Provided records.

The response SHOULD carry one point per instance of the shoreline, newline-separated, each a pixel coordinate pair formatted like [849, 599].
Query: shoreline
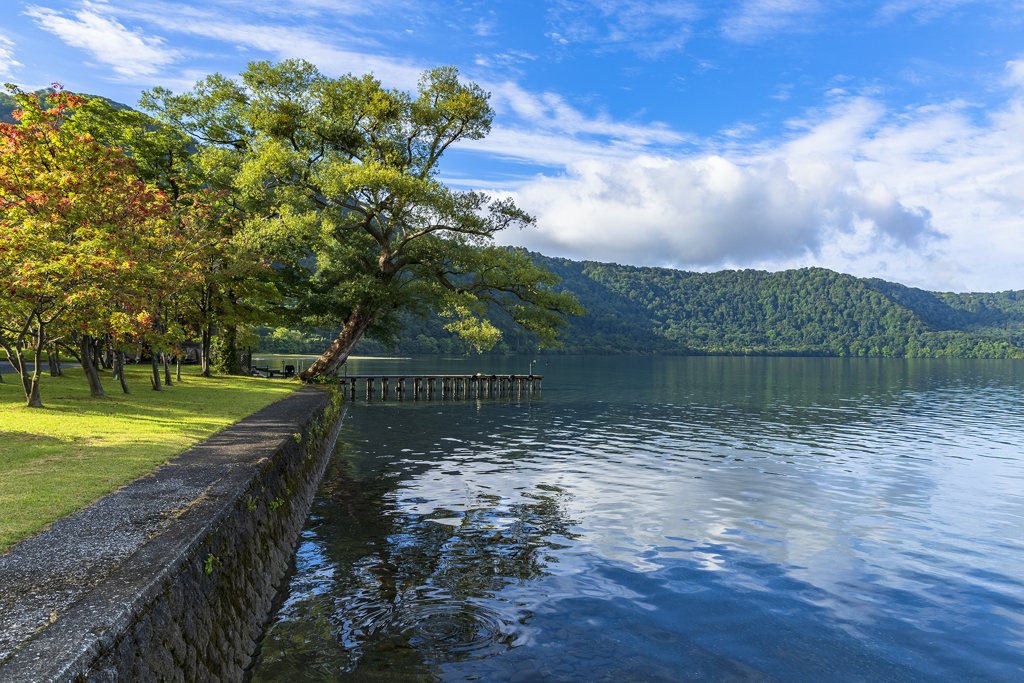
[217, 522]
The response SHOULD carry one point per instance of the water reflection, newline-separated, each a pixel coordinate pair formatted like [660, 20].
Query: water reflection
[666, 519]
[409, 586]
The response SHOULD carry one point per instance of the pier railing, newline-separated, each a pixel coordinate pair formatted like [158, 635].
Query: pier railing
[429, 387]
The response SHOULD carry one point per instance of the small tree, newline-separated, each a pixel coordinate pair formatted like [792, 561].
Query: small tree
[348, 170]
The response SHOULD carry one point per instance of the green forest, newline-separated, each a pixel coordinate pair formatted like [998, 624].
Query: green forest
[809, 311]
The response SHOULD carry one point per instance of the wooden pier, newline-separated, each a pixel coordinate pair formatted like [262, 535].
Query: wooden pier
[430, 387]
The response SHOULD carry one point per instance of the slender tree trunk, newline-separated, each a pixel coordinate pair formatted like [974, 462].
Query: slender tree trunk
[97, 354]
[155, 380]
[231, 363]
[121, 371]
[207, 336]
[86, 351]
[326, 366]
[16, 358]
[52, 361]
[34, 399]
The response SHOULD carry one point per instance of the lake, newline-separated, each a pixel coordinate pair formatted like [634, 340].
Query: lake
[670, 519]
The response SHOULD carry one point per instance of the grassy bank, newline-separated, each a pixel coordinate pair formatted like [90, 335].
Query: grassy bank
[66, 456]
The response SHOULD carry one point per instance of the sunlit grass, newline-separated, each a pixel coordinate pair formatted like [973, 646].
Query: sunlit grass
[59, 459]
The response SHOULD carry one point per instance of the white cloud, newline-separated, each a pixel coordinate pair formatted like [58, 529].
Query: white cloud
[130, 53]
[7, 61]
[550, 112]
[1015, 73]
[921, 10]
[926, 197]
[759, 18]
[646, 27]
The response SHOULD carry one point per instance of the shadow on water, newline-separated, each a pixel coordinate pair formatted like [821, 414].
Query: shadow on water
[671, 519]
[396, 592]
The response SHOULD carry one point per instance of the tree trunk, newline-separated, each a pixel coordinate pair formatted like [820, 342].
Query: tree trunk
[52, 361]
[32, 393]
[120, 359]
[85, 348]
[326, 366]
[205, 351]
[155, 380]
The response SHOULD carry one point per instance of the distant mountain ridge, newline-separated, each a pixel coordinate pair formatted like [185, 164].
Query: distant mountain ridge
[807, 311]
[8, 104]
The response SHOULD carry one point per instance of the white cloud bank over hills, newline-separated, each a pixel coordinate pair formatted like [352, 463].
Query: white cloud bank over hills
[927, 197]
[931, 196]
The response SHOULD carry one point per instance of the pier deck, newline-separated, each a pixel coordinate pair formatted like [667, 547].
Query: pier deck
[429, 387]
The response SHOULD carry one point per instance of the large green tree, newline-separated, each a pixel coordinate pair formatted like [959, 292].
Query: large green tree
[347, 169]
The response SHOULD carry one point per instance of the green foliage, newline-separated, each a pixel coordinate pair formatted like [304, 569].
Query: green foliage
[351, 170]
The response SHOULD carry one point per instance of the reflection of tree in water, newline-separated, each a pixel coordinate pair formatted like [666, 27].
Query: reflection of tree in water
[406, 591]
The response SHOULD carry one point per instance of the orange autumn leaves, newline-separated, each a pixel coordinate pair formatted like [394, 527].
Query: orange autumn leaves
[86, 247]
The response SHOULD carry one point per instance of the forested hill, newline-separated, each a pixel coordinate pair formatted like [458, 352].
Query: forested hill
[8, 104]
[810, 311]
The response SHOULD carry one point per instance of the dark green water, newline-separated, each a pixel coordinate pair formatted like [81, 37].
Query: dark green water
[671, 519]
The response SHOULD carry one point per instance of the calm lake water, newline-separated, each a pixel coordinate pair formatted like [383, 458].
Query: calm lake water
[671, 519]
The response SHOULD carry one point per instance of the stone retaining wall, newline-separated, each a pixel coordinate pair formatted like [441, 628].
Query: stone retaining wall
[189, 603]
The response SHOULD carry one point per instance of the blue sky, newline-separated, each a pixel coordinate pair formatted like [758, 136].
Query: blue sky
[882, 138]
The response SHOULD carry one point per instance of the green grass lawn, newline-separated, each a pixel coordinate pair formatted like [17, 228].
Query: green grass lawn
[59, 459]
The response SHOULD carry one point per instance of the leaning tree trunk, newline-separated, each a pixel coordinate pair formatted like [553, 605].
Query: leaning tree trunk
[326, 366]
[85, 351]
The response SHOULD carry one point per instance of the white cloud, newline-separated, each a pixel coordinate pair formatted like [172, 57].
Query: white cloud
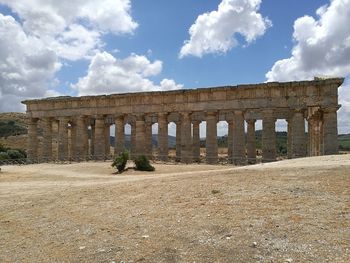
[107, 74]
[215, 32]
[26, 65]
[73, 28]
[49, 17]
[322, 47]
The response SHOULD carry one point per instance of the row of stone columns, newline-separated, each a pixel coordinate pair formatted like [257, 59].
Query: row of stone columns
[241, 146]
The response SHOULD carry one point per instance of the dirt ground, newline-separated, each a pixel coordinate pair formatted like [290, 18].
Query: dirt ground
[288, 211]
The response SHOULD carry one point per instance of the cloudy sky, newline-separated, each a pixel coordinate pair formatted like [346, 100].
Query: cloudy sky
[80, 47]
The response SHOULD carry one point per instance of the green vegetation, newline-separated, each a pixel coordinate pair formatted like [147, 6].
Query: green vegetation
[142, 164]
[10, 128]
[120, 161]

Problem details. Put every line of the listing above into a JSON list of strings, one string per line, skipping blank lines. Leave the pictures out of your answer.

Answer to the task.
[
  "The response SHOULD carry one point per instance of the shoreline, newline-separated, each a pixel coordinate pair formatted like [849, 599].",
  "Query: shoreline",
  "[217, 522]",
  "The response SHOULD carry one point per instance of the water reflection, newline-separated, each a pixel coordinate pair formatted like [660, 20].",
  "Query: water reflection",
  "[666, 519]",
  "[409, 586]",
  "The response SHOULD carry one point per instance of the pier railing, newline-separated, each a pixel coordinate pair formatted like [158, 635].",
  "Query: pier railing",
  "[429, 387]",
  "The response SHOULD carry one point per instance of the small tree, newline-separated, each a pixel coordinate pair formatted like [792, 561].",
  "Query: small tree",
  "[348, 170]",
  "The response SHOULD carry one point per instance of the green forest, newline-separated, each a pixel coordinate pair formatted like [998, 624].",
  "Query: green forest",
  "[809, 311]",
  "The response SHOULD carry one point per instance of the wooden pier, newline-separated, each a pixel coordinate pair formatted like [262, 535].",
  "Query: wooden pier",
  "[430, 387]",
  "The response SHOULD carry one point per instance of the slender tree trunk, newline-separated, each a pixel coordinate pair formatted like [974, 462].",
  "Query: slender tree trunk",
  "[97, 354]",
  "[155, 380]",
  "[231, 363]",
  "[121, 371]",
  "[207, 336]",
  "[86, 351]",
  "[326, 366]",
  "[16, 358]",
  "[52, 361]",
  "[34, 399]",
  "The response SHOULD carry one point per instance of the lake, newline-separated, each a pixel coordinate pair formatted like [634, 340].",
  "Query: lake",
  "[670, 519]",
  "The response SHOULD carry one point per instance of the grassy bank, newline-separated, each a pixel coordinate pair formatted like [90, 335].",
  "Query: grassy bank",
  "[66, 456]",
  "The response SHOULD carry one point per instance of the sunlit grass, newline-separated, each a pixel coordinate pair formatted like [973, 646].",
  "Query: sunlit grass",
  "[59, 459]",
  "The response SHOULD carry one point per instance of the white cloud, newline-separated, each a pixel coordinate pair formatted like [58, 529].",
  "Query: white cloud",
  "[130, 53]",
  "[7, 61]",
  "[550, 112]",
  "[1015, 73]",
  "[921, 10]",
  "[926, 197]",
  "[759, 18]",
  "[646, 27]",
  "The response SHOULD carry one point per instance of the shadow on water, newline-separated, each a pixel coordinate pair formatted like [821, 414].",
  "Query: shadow on water",
  "[671, 519]",
  "[396, 592]",
  "The response SHOULD carry one point per instance of the tree trunk, newline-separated, each a pixel coordinate pair formatted like [820, 342].",
  "Query: tree trunk",
  "[52, 361]",
  "[32, 393]",
  "[120, 359]",
  "[85, 348]",
  "[326, 366]",
  "[205, 351]",
  "[155, 380]",
  "The response SHOULD carry one point per instance of the distant mountain ridge, newline-separated, each a pixel coordinate pair formatted like [185, 164].",
  "Query: distant mountain ridge",
  "[807, 311]",
  "[8, 104]",
  "The response SHOULD carry one point per instance of the white cloud bank over hills, newline-separated, each a pixel coordinate pair formatted like [352, 463].",
  "Query: white cloud bank over hills",
  "[927, 197]",
  "[931, 196]",
  "The response SHOULD carry one point per instance of the pier deck, newline-separated, each a pixel coordinate pair formatted like [667, 547].",
  "Query: pier deck",
  "[429, 387]",
  "The response SHOULD carry one point per instance of the large green tree, newline-separated, each a pixel coordinate pair formatted like [959, 292].",
  "Query: large green tree",
  "[347, 169]",
  "The response SHOULD carry one point per instance of the green foliage, newline-separated, each a pixel coordinate pair formatted like [304, 569].",
  "Query: green foliage",
  "[351, 170]",
  "The response SHOULD carry one point per instance of the reflection of tree in water, newline-separated, each a pixel coordinate pair formatted like [666, 27].",
  "Query: reflection of tree in water",
  "[406, 591]",
  "The response SHOULD carry one point per instance of the orange autumn leaves, newline-separated, each a pixel coordinate pair formatted like [394, 527].",
  "Query: orange autumn leaves",
  "[86, 247]",
  "The response SHOULD carry one point per instance of the forested hill, newline-separated, each a pixel coordinate pair formatted like [458, 352].",
  "Query: forested hill",
  "[8, 104]",
  "[810, 311]",
  "The response SHOULD carry one point per instance of the dark green water, newline-separated, each a pixel coordinate pair formatted like [81, 37].",
  "Query: dark green water",
  "[671, 519]",
  "The response SHOULD carry one point per instance of the calm lake water, newline-separated, each a pixel coordinate pair formatted like [383, 458].",
  "Query: calm lake water",
  "[671, 519]",
  "The response SHOULD carry one point per instance of the stone retaining wall, newline-separated, each a pixel coordinate pair formatted like [441, 628].",
  "Query: stone retaining wall",
  "[189, 603]",
  "The response SHOULD carry one point per instance of the blue sky, newline-separated, each a pixel coordinate pair formatted like [758, 136].",
  "Query: blue sky",
  "[882, 138]",
  "The response SHOULD carry one point per instance of the green grass lawn, newline-separated, each a pixel coordinate pair formatted like [17, 228].",
  "Query: green grass lawn",
  "[59, 459]",
  "The response SHOULD carry one point per instance of the leaning tree trunk, newline-separated, each a pixel coordinate pair formatted like [553, 605].",
  "Query: leaning tree trunk",
  "[326, 366]",
  "[85, 351]",
  "The response SHOULD carry one point per instance of the white cloud, newline-separated, each a pixel coordinate pair formatted like [172, 57].",
  "Query: white cloud",
  "[107, 74]",
  "[215, 32]",
  "[26, 65]",
  "[73, 28]",
  "[49, 17]",
  "[322, 47]",
  "The response SHOULD carry one point per instance of the row of stone columns, newline-separated, each a pixel coordinate pair formatted like [257, 59].",
  "Query: row of stone columns",
  "[241, 146]",
  "The response SHOULD carry one point per instance of the dirt ground, newline-separated, each a pixel coordinate pair formatted like [290, 18].",
  "Query: dirt ground",
  "[288, 211]",
  "The response SHOULD carry one point per instance of the cloudy sky, newline-separated, each a pixel coordinate pair formatted like [346, 100].",
  "Query: cloudy sky",
  "[80, 47]",
  "The response SHOULD carry one point per instance of the green vegetation, newline-separated, each a pixel coordinate pair formatted like [147, 6].",
  "Query: green vegetation",
  "[142, 164]",
  "[10, 128]",
  "[120, 161]"
]